▶ [The task]: Reproduce each line below precisely. Drop the pictures.

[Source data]
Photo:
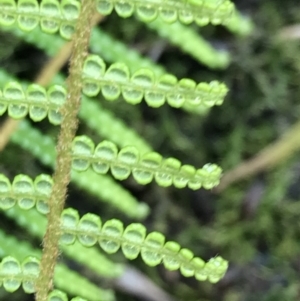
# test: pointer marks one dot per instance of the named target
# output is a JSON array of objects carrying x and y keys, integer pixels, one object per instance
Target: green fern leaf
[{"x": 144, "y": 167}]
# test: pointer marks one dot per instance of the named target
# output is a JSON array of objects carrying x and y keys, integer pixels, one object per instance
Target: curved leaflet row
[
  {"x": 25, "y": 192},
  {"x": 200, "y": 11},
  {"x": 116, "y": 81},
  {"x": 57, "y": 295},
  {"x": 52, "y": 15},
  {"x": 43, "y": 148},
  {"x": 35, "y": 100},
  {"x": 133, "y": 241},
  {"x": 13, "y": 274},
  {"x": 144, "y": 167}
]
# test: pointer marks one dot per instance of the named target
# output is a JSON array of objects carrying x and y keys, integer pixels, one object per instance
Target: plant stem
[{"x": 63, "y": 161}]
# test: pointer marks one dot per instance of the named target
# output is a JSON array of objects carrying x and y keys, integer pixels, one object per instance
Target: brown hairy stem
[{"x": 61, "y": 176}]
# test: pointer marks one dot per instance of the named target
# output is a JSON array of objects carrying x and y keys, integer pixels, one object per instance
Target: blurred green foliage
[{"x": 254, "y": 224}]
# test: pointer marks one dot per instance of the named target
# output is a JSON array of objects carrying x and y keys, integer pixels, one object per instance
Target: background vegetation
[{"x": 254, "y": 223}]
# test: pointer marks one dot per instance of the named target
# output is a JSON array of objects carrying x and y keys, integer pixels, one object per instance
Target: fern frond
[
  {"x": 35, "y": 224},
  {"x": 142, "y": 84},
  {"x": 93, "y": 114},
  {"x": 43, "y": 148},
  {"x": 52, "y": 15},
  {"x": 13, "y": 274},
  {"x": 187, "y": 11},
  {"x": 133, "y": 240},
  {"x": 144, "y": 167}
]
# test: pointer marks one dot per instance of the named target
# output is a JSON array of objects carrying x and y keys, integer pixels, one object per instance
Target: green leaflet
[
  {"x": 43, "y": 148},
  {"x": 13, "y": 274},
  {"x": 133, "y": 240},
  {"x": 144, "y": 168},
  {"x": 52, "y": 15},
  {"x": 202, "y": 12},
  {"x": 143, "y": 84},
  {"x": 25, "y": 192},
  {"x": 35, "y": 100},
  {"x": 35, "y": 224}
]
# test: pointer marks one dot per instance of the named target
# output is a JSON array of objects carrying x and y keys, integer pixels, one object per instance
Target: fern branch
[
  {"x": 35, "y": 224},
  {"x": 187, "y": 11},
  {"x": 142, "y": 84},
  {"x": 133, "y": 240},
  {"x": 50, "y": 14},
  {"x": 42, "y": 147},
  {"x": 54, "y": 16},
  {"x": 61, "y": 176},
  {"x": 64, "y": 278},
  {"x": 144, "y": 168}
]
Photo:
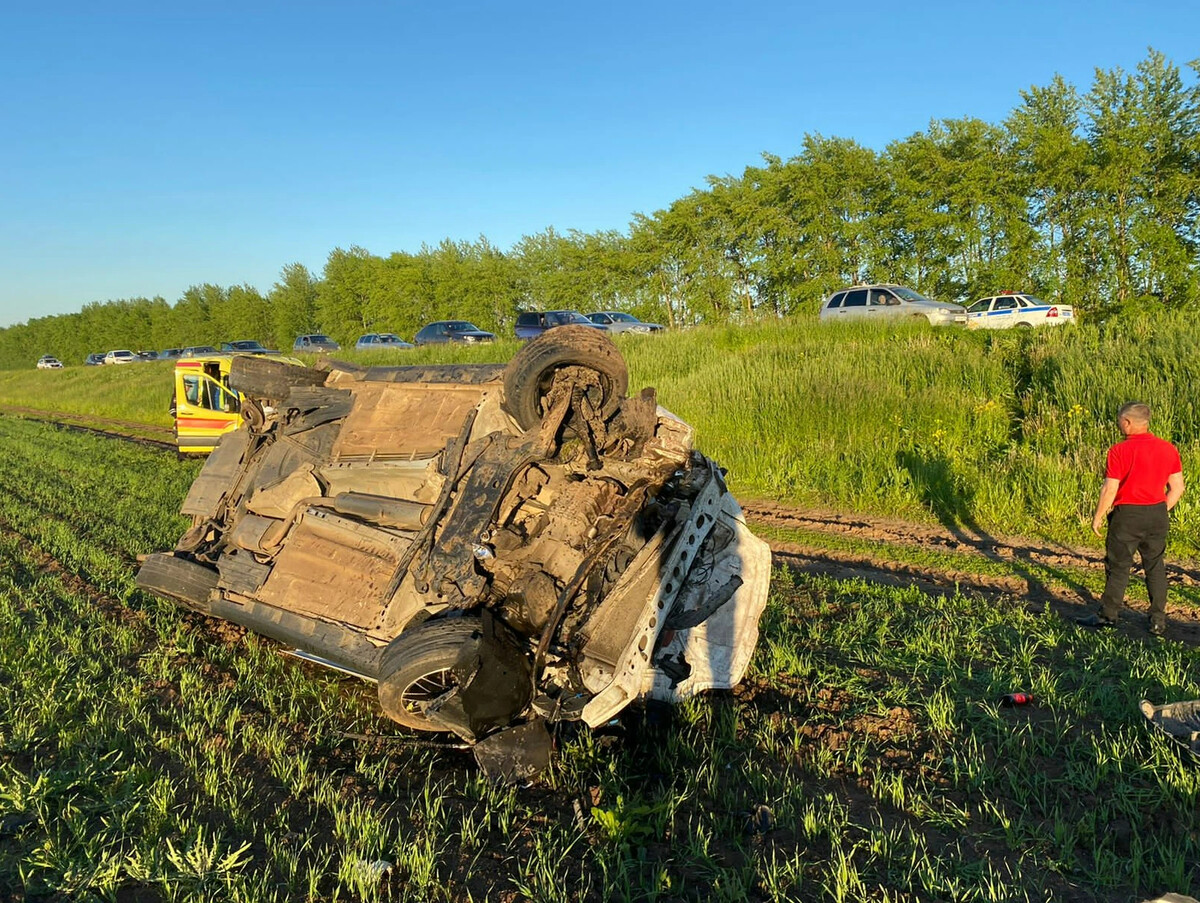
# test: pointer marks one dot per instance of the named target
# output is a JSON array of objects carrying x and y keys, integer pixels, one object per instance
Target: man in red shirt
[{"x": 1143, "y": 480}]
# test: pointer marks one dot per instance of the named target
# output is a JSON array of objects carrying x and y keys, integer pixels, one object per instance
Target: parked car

▶ [Solution for this exercise]:
Photo:
# test: pointer marks one dot per instance of the named target
# output is a JSON array of objects carrying x and y keys, integer pixels, one object per instance
Target: green fern leaf
[{"x": 144, "y": 167}]
# test: pointer marks one dot per instance of the named target
# output is a JSON array of objects carrying x and y keys, integer pixels, one object per instance
Target: curved leaflet row
[
  {"x": 25, "y": 192},
  {"x": 200, "y": 11},
  {"x": 116, "y": 81},
  {"x": 57, "y": 295},
  {"x": 52, "y": 15},
  {"x": 43, "y": 148},
  {"x": 35, "y": 100},
  {"x": 133, "y": 241},
  {"x": 13, "y": 274},
  {"x": 144, "y": 167}
]
# test: pointer marks one dot per instance of the named target
# output is a JSON array of objects carrying x and y keys, integer pixels, one object per instance
Target: plant stem
[{"x": 63, "y": 161}]
# test: pointer marks one dot per instance of the named target
# output is a JSON array of objects carrying x and y keys, integer pixels, one object per instance
Target: brown hairy stem
[{"x": 61, "y": 176}]
# test: pointer marks one dot per instance of the named target
# output is a JSON array of objects carrying x and y keys, integer pixels, one object per instance
Target: blurred green foliage
[{"x": 254, "y": 224}]
# test: pointer marks one dot per instance of the named target
# output is a JSON array of objects carrying x and y keys, integer pixels, one object per instance
Target: background vegetation
[{"x": 254, "y": 223}]
# test: pointer marks one dot per instance of the named target
# output is a JSON array of objects carrying x and y keys, integer pixels, one object per instance
Target: fern frond
[
  {"x": 35, "y": 224},
  {"x": 142, "y": 84},
  {"x": 93, "y": 114},
  {"x": 43, "y": 148},
  {"x": 52, "y": 15},
  {"x": 13, "y": 274},
  {"x": 187, "y": 11},
  {"x": 133, "y": 240},
  {"x": 144, "y": 167}
]
# test: pointer marks one dot per instance of the named target
# output is a JSON array of objects carrying x and y keys, integer pixels, one object per instance
Target: green leaflet
[
  {"x": 43, "y": 148},
  {"x": 13, "y": 274},
  {"x": 133, "y": 240},
  {"x": 144, "y": 168},
  {"x": 52, "y": 15},
  {"x": 202, "y": 12},
  {"x": 143, "y": 84},
  {"x": 25, "y": 192},
  {"x": 35, "y": 100},
  {"x": 35, "y": 224}
]
# test: pointer marks one dot per instance of the named target
# output is a JSON array of objects carrying x and y keys, integer pixels, one object per instance
Target: fern branch
[
  {"x": 35, "y": 224},
  {"x": 187, "y": 11},
  {"x": 142, "y": 84},
  {"x": 133, "y": 240},
  {"x": 50, "y": 14},
  {"x": 42, "y": 147},
  {"x": 54, "y": 16},
  {"x": 61, "y": 176},
  {"x": 64, "y": 278},
  {"x": 144, "y": 168}
]
Photo:
# test: pointer marks one dot per instance of the named target
# output is a JSON array of objects carrying x and y keys, integer pixels, one object per instance
Target: man in red shirt
[{"x": 1143, "y": 480}]
# test: pointer marks one dot per instance of the named target
# output is a JSON array of objects carrying x and y keys, integer pixels, one object per instance
Target: parked car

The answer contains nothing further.